* GIVEN TEXT:
[Start of Attachment]

Enjoy this week’s offerings.
Tales of Stupidity
I went to a fast food place. I looked at the menu and saw that you could have an order of 6, 9 or 12 chicken nuggets. I asked for a half-dozen nuggets. "We don’t have a half-dozen nuggets," said the teenager at the counter. "You don’t?" I replied. "We only have six, nine, or twelve," was the reply. "So I can’t order a half-dozen nuggets but I can order six?" "That’s right." So I shook my head and ordered six nuggets.
A lady at work was seen putting a credit card into her floppy drive and pulling it out very quickly. When inquired as to what she was doing, she said she was shopping on the Internet and they asked for a credit card number, so she’s using the ATM "thingy."
I recently saw a distraught young lady weeping beside her car. "Do you need some help?" I asked. She replied, "I knew I should have replaced the battery to this remote door unlocker. Now I can’t get into my car. Do you think they (pointing to a distant convenient store) would have a battery to fit this?" "Hmmm, I dunno. Do you have an alarm too?" I asked. "No, just this remote "thingy," she answered, handing it and the car keys to me. As I took the key and manually unlocked the door, I replied, "Why don’t you drive over there and check about the batteries–it’s a long walk."
Several years ago, we had an intern who was none too swift. One day, he was typing and turned to a secretary and said, "I’m almost out of typing paper. What do I do?" "Just use copier machine paper," the secretary told him. With that, the intern took his last remaining blank piece of paper, put it on the photocopier and proceeded to make five "blank" copies.
I was in a car dealership a while ago, when a large motor home was towed into the garage. The front of the vehicle was in dire need of repair and the whole thing generally looked like an extra in "Twister." I asked the manager what had happened. He told me that the driver had set the "cruise control" and then went in the back to make a sandwich.

[End of Attachment]

(Stored data entries)
[Start of Attachment]

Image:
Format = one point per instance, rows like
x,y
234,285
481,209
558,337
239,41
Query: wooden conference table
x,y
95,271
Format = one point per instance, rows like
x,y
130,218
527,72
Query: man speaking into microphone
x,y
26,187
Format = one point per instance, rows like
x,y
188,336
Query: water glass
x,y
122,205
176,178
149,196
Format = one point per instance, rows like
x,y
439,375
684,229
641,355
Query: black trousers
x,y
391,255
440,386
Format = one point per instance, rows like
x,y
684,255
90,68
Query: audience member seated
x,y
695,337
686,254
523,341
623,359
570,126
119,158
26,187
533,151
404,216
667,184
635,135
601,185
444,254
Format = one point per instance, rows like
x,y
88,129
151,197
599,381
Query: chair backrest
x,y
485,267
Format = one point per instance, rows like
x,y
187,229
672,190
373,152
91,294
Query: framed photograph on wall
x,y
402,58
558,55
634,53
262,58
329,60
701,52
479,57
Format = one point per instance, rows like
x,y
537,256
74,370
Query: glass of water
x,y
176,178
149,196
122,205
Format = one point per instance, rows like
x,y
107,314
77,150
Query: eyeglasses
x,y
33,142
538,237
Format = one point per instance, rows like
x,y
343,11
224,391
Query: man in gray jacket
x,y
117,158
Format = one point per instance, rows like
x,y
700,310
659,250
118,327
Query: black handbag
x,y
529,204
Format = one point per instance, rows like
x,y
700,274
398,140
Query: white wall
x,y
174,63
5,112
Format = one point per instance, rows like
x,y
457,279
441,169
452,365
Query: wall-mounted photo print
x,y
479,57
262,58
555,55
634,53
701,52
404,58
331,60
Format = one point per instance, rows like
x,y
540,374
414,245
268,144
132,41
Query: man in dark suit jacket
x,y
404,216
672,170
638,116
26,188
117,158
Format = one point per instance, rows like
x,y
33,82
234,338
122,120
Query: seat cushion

[End of Attachment]

* COMPLETE THE FOLLOWING:
**a.** Answer these questions about the tales of stupidity:
(i) Which order sizes of chicken nuggets did the menu list?
(ii) Where did the lady at work insert her credit card?
(iii) How many "blank" copies did the intern make on the photocopier?
**b.** Write what comes next in the tales of stupidity, picking up right after the motor home story.

* EXPECTED RESULTS:
**a.**
(i) 6, 9, or 12 nuggets
(ii) Into her floppy drive
(iii) Five

**b.**
Idiots At Work…
Sign in a gas station: Coke — 49 cents. Two for a dollar.
Idiots & Computers…
My neighbor works in the operations department in the central office of a large bank. Employees in the field call him when they have problems with their computers. One night he got a call from a woman in one of the branch banks who had this question: "I’ve got smoke coming from the back of my terminal. Do you guys have a fire downtown?"
Idiots Are Easy To Please…
I was sitting in my science class, when the teacher commented that the next day would be the shortest day of the year. My lab partner became visibly excited, cheering and clapping. I explained to her that the amount of daylight changes, not the actual amount of time. Needless to say, she was very disappointed.
Police in Radnor, Pennsylvania, interrogated a suspect by placing a metal colander on his head and connecting it with wires to a photocopy machine. The message "He’s lying" was placed in the copier, and police pressed the copy button each time they thought the suspect wasn’t telling the truth. Believing the "lie detector" was working, the suspect confessed.